Starting from the line containing "of the white", write out the rest of the entries exactly, through the final line, including nothing else.

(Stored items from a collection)
· · · · · · ·
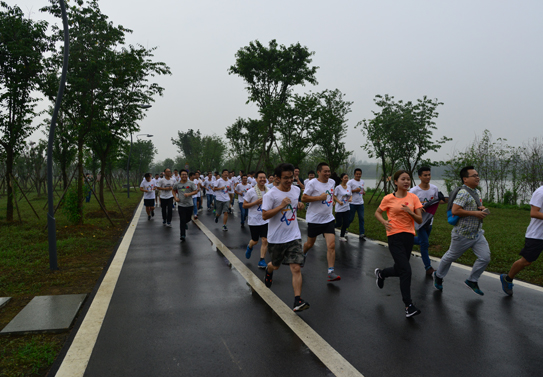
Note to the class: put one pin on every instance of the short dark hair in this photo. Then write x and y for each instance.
(278, 171)
(320, 165)
(464, 172)
(422, 169)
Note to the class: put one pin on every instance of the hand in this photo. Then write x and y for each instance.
(285, 202)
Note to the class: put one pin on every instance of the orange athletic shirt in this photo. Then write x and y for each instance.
(400, 220)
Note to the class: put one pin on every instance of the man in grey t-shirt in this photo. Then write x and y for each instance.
(182, 194)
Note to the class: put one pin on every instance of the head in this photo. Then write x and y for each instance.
(425, 174)
(357, 174)
(402, 180)
(469, 176)
(260, 178)
(323, 170)
(285, 174)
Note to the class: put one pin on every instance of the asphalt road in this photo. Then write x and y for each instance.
(179, 309)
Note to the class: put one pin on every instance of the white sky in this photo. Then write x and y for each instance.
(482, 59)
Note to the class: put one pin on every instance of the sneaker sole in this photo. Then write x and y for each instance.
(302, 307)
· · · · · · ·
**Response area:**
Note to the class: put one pin on every instance of the white sky in this photo. Then write x and y for each instance.
(482, 59)
Note to the class: put one pin on every instance of the sneaker sole in this photo. Then write x and y for each instance.
(302, 307)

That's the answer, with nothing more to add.